Stated goal: Please retype the records below exactly, leaving out any pictures.

The data:
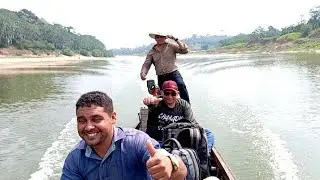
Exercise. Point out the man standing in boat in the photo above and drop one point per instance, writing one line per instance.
(163, 57)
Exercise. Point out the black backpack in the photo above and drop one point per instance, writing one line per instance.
(190, 136)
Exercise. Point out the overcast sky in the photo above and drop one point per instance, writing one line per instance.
(126, 23)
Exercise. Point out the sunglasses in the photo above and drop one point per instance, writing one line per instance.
(167, 93)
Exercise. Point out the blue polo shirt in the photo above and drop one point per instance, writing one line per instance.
(125, 159)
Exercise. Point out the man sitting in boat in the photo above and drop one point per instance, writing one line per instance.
(109, 152)
(169, 109)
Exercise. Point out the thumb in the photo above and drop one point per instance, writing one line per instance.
(158, 100)
(150, 148)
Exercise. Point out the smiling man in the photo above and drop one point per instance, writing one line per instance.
(163, 56)
(169, 109)
(109, 152)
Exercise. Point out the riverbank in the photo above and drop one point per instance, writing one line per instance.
(12, 65)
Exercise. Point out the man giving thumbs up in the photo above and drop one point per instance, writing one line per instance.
(110, 152)
(163, 165)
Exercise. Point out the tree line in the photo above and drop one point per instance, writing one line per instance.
(304, 31)
(24, 30)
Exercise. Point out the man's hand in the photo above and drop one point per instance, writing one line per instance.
(172, 37)
(151, 100)
(143, 76)
(159, 164)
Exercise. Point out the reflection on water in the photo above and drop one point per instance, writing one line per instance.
(263, 110)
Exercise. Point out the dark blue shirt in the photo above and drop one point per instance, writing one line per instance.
(125, 159)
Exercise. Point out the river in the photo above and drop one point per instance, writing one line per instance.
(262, 108)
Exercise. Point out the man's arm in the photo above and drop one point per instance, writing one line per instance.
(70, 169)
(146, 66)
(145, 155)
(179, 46)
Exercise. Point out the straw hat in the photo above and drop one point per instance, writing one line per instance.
(153, 35)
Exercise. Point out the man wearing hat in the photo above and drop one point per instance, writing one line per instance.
(169, 109)
(163, 57)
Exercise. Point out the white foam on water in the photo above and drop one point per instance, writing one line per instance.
(282, 159)
(53, 158)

The response:
Exercise. Point out the man standing in boat in the photo above and drop one point per instance, writing one line per instance.
(163, 57)
Exercise. Point out the black backpack in the photo above and drop one point per instance, writing one line per instance.
(190, 136)
Exercise. Point out the overcast sky in the photo above and drop one point per instance, writing one line per instance.
(126, 23)
Exercise. Point out the sunglasses in the photo above and drop one point per instance, writing one line per instance.
(167, 93)
Exercise. Point out the blue polo shirt in the photo above and drop one point per instance, writing one line per instance.
(125, 159)
Exercise. Point out the man sitting in boat in the photo above and drop one point per instance, writing one line per instance.
(109, 152)
(169, 109)
Exercise. Point out the thumb in the photo above and drop one point per instance, writing one line per instance.
(158, 100)
(150, 148)
Exercise. Point out the smiling man in the photo above and drop one point per instance, writing one line per instance.
(163, 56)
(169, 109)
(109, 152)
Exercise. Point out the riverbank in the photo above and drop one point per instance, writing one line per instance.
(12, 65)
Exercise. Point out the man giving thumbs up in the photo above and drop one point per instance, writing one line per instance.
(110, 152)
(163, 165)
Exercise. Point out the tree line in the photo above and drop one point per instance, writing one line per instance.
(304, 31)
(24, 30)
Exercise. Point out the man's hand in the photo above and drop one point per instance, writing one line per instance.
(172, 37)
(151, 100)
(143, 76)
(159, 164)
Exercise. Point out the reflection on water in the photo above and drop one point per instance, writing one line per instance.
(263, 110)
Exercise. Point out the dark blue shirt in the photo above and drop one point per instance, writing one line per instance.
(125, 159)
Exercise. Point out the river in the photo above and drop one point per instance, writing one line per instance.
(262, 108)
Exercise. Point out the man's arm in the photo above and drop one point per instance, writing one line per instance.
(70, 169)
(146, 66)
(145, 155)
(179, 46)
Exercise. Point out the straw hat in the photo above and drop one point per instance, writing one line per instance.
(153, 35)
Exercise. Point out the man wearing hat in the photo above and drop one point per instance, writing one line per instance.
(169, 109)
(163, 57)
Exercise. Point out the white foam on water in the photo above and drop one point per instance, writing one line per instance.
(282, 159)
(53, 158)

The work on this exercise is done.